OBJECTIVE ->
Will you give every entry again exactly as it stands?

Rows from a box labeling dataset ->
▬▬▬▬▬▬
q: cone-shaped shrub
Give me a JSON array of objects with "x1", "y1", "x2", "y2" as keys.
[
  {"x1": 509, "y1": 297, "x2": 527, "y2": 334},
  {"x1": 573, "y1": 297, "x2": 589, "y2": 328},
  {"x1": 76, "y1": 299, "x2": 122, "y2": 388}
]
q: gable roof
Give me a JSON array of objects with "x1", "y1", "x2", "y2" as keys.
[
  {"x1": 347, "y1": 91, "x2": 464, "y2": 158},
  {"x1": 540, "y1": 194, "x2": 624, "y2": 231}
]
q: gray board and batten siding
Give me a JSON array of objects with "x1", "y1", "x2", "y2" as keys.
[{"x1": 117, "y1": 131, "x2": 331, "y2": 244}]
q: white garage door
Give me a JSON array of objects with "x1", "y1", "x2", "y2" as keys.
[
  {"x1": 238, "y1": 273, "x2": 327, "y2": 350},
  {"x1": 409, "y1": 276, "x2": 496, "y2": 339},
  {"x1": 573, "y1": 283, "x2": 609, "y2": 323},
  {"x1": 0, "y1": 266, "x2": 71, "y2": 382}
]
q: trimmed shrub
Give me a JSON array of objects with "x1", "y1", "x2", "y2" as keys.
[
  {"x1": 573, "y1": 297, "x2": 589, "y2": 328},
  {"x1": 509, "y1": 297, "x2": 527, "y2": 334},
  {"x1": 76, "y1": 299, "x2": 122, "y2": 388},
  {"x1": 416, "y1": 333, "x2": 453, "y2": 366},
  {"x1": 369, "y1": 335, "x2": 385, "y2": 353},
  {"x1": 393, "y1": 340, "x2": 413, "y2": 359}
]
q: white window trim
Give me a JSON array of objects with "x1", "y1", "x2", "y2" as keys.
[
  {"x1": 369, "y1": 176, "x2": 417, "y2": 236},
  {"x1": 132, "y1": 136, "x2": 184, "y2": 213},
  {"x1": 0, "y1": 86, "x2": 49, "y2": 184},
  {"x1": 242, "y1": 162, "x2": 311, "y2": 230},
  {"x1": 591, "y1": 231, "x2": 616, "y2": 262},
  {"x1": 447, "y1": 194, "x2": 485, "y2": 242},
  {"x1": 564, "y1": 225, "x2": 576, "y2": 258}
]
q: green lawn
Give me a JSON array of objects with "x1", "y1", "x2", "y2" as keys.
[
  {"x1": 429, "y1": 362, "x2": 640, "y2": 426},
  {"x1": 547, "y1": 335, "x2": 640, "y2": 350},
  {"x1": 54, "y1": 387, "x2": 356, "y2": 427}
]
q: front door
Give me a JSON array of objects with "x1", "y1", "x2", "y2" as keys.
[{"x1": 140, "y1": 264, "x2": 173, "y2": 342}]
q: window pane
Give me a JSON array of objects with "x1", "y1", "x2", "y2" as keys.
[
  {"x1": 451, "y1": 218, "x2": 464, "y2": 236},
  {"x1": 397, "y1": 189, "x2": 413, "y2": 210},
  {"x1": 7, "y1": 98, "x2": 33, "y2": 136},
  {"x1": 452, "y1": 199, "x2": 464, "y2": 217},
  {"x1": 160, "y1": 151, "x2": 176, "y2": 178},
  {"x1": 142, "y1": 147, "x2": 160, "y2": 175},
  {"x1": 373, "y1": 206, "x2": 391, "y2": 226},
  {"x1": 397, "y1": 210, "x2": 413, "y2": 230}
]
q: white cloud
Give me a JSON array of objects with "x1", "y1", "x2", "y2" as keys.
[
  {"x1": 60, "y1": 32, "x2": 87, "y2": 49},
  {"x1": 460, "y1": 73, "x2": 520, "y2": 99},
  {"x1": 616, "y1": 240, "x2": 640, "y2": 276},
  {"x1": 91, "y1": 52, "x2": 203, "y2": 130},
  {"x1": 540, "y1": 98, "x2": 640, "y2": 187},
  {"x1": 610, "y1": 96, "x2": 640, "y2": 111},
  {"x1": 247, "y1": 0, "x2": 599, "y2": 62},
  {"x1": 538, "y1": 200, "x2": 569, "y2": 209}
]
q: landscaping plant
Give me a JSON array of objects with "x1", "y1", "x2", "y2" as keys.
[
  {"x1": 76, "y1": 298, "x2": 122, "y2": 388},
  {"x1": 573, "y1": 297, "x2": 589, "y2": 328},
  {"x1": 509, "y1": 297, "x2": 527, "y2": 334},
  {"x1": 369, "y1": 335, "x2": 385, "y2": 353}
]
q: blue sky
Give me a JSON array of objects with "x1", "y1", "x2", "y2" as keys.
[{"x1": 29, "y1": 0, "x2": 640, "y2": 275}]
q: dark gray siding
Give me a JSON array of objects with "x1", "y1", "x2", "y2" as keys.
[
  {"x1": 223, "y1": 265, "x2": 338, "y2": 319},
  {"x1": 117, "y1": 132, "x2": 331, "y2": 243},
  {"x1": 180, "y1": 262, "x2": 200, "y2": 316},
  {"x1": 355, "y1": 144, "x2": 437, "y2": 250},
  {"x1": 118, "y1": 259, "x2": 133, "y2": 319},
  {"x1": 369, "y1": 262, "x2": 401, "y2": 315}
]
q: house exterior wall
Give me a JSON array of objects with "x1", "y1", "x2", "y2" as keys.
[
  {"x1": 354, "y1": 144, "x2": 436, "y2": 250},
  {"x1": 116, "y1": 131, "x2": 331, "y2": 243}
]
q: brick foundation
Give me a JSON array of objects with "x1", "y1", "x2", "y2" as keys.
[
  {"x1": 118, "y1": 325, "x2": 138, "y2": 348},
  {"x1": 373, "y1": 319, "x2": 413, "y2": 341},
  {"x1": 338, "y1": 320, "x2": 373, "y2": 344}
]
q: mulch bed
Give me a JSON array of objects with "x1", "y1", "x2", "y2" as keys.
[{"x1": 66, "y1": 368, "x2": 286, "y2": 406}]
▬▬▬▬▬▬
WORKED SOLUTION ->
q: cone-shaped shrub
Give me a JSON array of objects with "x1", "y1", "x2", "y2" as keys.
[
  {"x1": 509, "y1": 297, "x2": 527, "y2": 334},
  {"x1": 573, "y1": 297, "x2": 589, "y2": 328},
  {"x1": 76, "y1": 299, "x2": 122, "y2": 388}
]
q: gable roof
Give me a JSON array of objects with "x1", "y1", "x2", "y2" as keys.
[
  {"x1": 347, "y1": 91, "x2": 464, "y2": 158},
  {"x1": 540, "y1": 194, "x2": 624, "y2": 231}
]
q: gray board and batten siding
Give me a JSON array of objects with "x1", "y1", "x2", "y2" as keys.
[{"x1": 117, "y1": 131, "x2": 331, "y2": 244}]
q: white garage door
Give me a JSON array of objects with "x1", "y1", "x2", "y2" as keys.
[
  {"x1": 238, "y1": 273, "x2": 327, "y2": 350},
  {"x1": 409, "y1": 276, "x2": 496, "y2": 339},
  {"x1": 573, "y1": 283, "x2": 609, "y2": 323},
  {"x1": 0, "y1": 266, "x2": 71, "y2": 382}
]
q: trimmed shrub
Give me a JSON array of objects with "x1", "y1", "x2", "y2" as keys.
[
  {"x1": 573, "y1": 297, "x2": 589, "y2": 328},
  {"x1": 509, "y1": 297, "x2": 527, "y2": 334},
  {"x1": 76, "y1": 299, "x2": 122, "y2": 388},
  {"x1": 416, "y1": 333, "x2": 453, "y2": 366},
  {"x1": 369, "y1": 335, "x2": 385, "y2": 353},
  {"x1": 393, "y1": 340, "x2": 413, "y2": 359}
]
q: white window trim
Give me a JSON array of objects with "x1", "y1", "x2", "y2" as keys.
[
  {"x1": 369, "y1": 176, "x2": 417, "y2": 236},
  {"x1": 132, "y1": 136, "x2": 184, "y2": 213},
  {"x1": 0, "y1": 86, "x2": 49, "y2": 184},
  {"x1": 242, "y1": 162, "x2": 311, "y2": 230},
  {"x1": 591, "y1": 231, "x2": 616, "y2": 262},
  {"x1": 447, "y1": 194, "x2": 485, "y2": 242},
  {"x1": 564, "y1": 225, "x2": 576, "y2": 258}
]
q: green lawn
Give me a JSON array of objects with "x1", "y1", "x2", "y2" as keys.
[
  {"x1": 429, "y1": 362, "x2": 640, "y2": 426},
  {"x1": 547, "y1": 335, "x2": 640, "y2": 350},
  {"x1": 54, "y1": 387, "x2": 356, "y2": 427}
]
q: front door
Give me a JSON array of objects with "x1", "y1", "x2", "y2" as keys.
[{"x1": 140, "y1": 264, "x2": 173, "y2": 342}]
q: window pane
Give me a JSON array of objects with "x1", "y1", "x2", "y2" as keys.
[
  {"x1": 451, "y1": 218, "x2": 464, "y2": 236},
  {"x1": 397, "y1": 189, "x2": 413, "y2": 210},
  {"x1": 7, "y1": 98, "x2": 33, "y2": 136},
  {"x1": 452, "y1": 199, "x2": 464, "y2": 217},
  {"x1": 160, "y1": 151, "x2": 176, "y2": 178},
  {"x1": 142, "y1": 147, "x2": 160, "y2": 175},
  {"x1": 373, "y1": 206, "x2": 391, "y2": 226},
  {"x1": 397, "y1": 210, "x2": 413, "y2": 230}
]
q: white cloud
Give me a JSON array of objects with "x1", "y1", "x2", "y2" as keys.
[
  {"x1": 60, "y1": 32, "x2": 87, "y2": 49},
  {"x1": 460, "y1": 73, "x2": 520, "y2": 99},
  {"x1": 616, "y1": 240, "x2": 640, "y2": 276},
  {"x1": 91, "y1": 52, "x2": 203, "y2": 130},
  {"x1": 540, "y1": 98, "x2": 640, "y2": 187},
  {"x1": 610, "y1": 96, "x2": 640, "y2": 111},
  {"x1": 247, "y1": 0, "x2": 599, "y2": 62},
  {"x1": 538, "y1": 200, "x2": 569, "y2": 209}
]
q: landscaping plant
Give me a JSON array of objects with "x1", "y1", "x2", "y2" as keys.
[
  {"x1": 76, "y1": 298, "x2": 122, "y2": 388},
  {"x1": 573, "y1": 297, "x2": 589, "y2": 328},
  {"x1": 509, "y1": 297, "x2": 527, "y2": 334},
  {"x1": 369, "y1": 335, "x2": 385, "y2": 353}
]
q: blue sky
Give me a JSON array of objects with "x1", "y1", "x2", "y2" as keys.
[{"x1": 29, "y1": 0, "x2": 640, "y2": 275}]
q: dark gray siding
Give me a JSON array of objects with "x1", "y1", "x2", "y2" as keys.
[
  {"x1": 223, "y1": 265, "x2": 338, "y2": 319},
  {"x1": 117, "y1": 132, "x2": 331, "y2": 243},
  {"x1": 180, "y1": 262, "x2": 200, "y2": 316},
  {"x1": 355, "y1": 144, "x2": 437, "y2": 250},
  {"x1": 118, "y1": 259, "x2": 133, "y2": 319},
  {"x1": 369, "y1": 262, "x2": 401, "y2": 315}
]
q: house exterior wall
Give me a JSON array of objects with "x1", "y1", "x2", "y2" as keys.
[
  {"x1": 354, "y1": 144, "x2": 436, "y2": 250},
  {"x1": 116, "y1": 131, "x2": 331, "y2": 243}
]
q: brick foundation
Give me a JSON array of objects with "x1", "y1", "x2", "y2" as keys.
[
  {"x1": 118, "y1": 325, "x2": 138, "y2": 348},
  {"x1": 373, "y1": 319, "x2": 413, "y2": 341},
  {"x1": 338, "y1": 320, "x2": 373, "y2": 344}
]
q: mulch bed
Give me a JSON array of objects with "x1", "y1", "x2", "y2" as keys.
[{"x1": 66, "y1": 368, "x2": 286, "y2": 406}]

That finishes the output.